TEXTO DADO |
◇ ◇ ◇

A tenor de los desertores que han logrado escapar, en Corea del Norte hay un infernal «Archipiélago Gulag» con seis «campos de control total» («kwan li-so»). Con 50.000 detenidos cada uno, entre ellos destacan el número 22 en Hoeryong (provincia de Hamgyong norte) y el 14 en Gaechon (Pyongan sur). Se calcula que en el 18, donde estuvo Kim Hye-sook, hay unos 10.000, sometidos a las mismas atrocidades que sufrió ella.
Otra expresa norcoreana, que se pasó una década en prisión y otra más en un campo de trabajo por ser cristiana, desgranó en otra entrevista a este corresponsal en 2014 el calvario que sufrió por su fe. Mientras a ella le caían diez años de cárcel en 1987 «por difundir supersticiones y prácticas religiosas», su marido, que era investigador médico, y sus cuatro hijos eran desterrados a un gulag para trabajar en una mina. «Nos levantaban a las cinco de la mañana y trabajábamos desde las ocho hasta las ocho de la tarde cosiendo uniformes y botas militares. Si no cumplíamos nuestra cuota diaria, nos reducían la comida, que eran unos panecillos de trigo y judías», contó la mujer. Por retrete no tenía más que un agujero en el suelo y para lavarse solo le daban un cazo con agua. A su juicio, que sobreviviera «fue un milagro porque todos los días morían presas por accidentes, palizas o de extenuación. Por las mañanas, algunas no se levantaban en el cuarto donde dormíamos hacinadas en el suelo». Tras salir de la cárcel, pasó otros diez años confinada con su familia en el gulag, donde trabajaban en minas y granjas estatales. Después de su liberación, escapó a China y luego a Corea del Sur con la ayuda de las redes cristianas que operan clandestinamente en la frontera.

◇ ◇ ◇

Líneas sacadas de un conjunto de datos
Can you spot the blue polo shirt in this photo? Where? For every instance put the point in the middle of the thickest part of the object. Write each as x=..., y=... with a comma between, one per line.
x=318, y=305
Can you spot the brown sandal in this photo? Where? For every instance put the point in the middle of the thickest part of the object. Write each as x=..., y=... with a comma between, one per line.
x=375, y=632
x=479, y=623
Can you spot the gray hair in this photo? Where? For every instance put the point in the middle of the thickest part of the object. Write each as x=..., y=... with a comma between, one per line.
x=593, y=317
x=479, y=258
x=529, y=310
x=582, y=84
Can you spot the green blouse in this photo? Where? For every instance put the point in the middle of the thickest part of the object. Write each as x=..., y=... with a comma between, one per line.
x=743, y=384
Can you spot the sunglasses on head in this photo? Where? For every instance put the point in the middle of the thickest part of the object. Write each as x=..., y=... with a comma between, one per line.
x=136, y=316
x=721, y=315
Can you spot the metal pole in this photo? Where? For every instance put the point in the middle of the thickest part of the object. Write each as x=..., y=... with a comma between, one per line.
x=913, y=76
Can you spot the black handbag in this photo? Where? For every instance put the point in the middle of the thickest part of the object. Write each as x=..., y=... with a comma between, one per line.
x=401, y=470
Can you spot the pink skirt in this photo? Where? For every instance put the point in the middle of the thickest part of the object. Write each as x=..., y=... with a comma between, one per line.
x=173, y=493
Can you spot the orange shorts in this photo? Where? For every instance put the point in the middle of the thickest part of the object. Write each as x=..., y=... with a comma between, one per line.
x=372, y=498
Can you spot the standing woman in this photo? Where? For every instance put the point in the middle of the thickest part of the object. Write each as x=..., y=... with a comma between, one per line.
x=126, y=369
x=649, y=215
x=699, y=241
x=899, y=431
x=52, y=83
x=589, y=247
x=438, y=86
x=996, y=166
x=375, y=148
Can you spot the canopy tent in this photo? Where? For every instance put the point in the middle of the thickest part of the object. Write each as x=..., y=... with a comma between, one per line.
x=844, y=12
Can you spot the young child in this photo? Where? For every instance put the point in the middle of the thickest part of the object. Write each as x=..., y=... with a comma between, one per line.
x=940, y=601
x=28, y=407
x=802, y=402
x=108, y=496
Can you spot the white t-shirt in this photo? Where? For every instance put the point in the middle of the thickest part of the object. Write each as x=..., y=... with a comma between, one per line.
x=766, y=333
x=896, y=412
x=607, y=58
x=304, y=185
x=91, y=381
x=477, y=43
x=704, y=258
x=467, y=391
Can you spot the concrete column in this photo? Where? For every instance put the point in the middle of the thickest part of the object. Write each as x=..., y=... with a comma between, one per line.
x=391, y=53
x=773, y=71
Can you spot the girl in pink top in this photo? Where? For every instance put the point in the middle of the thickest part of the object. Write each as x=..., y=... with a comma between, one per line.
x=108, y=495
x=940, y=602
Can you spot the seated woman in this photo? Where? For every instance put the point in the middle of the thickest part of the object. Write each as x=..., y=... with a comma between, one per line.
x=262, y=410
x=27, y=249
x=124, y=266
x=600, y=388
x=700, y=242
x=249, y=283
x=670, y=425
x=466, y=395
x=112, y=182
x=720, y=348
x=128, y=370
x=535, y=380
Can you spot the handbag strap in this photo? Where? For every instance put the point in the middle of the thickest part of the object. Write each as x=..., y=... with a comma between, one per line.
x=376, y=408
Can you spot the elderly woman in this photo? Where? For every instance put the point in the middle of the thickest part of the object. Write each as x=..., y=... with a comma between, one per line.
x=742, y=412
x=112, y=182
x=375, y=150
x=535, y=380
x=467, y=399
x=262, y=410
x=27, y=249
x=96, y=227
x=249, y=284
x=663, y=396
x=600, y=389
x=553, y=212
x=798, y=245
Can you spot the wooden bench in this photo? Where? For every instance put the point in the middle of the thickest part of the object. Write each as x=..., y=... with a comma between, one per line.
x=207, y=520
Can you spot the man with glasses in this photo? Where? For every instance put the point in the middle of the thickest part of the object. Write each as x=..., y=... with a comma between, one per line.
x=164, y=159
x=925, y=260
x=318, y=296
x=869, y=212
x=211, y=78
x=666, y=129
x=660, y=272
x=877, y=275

◇ ◇ ◇

Sigue escribiendo el texto sobre los campos de prisioneros de Corea del Norte a partir de su última oración.

RESPUESTA |
Jung Gwang Il, un militar internado tres años en el campo número 15, en Yodok, detalló en otra entrevista a ABC en 2013 que «los prisioneros teníamos que cultivar la tierra para recibir 600 gramos de gachas de maíz al día. Si no cumplíamos nuestra cuota de trabajo, nos reducían la ración a la mitad». En menos de un año, este oficial, que dirigía una empresas estatal de pescado e incluso había recibido un Mercedes como regalo por sus servicios, pasó de 75 a 38 kilos. «En Yodok, donde los padres le arrebataban la comida a sus hijos para sobrevivir, no hacía falta la violencia para matar a los prisioneros, que morían de hambre», denunció Jung Gwang Il, quien escapó a China en 2003. Aunque actualmente vive en Seúl, donde dirige una organización contra los campos de trabajo norcoreanos, confesó que aún tenía pesadillas con el gulag.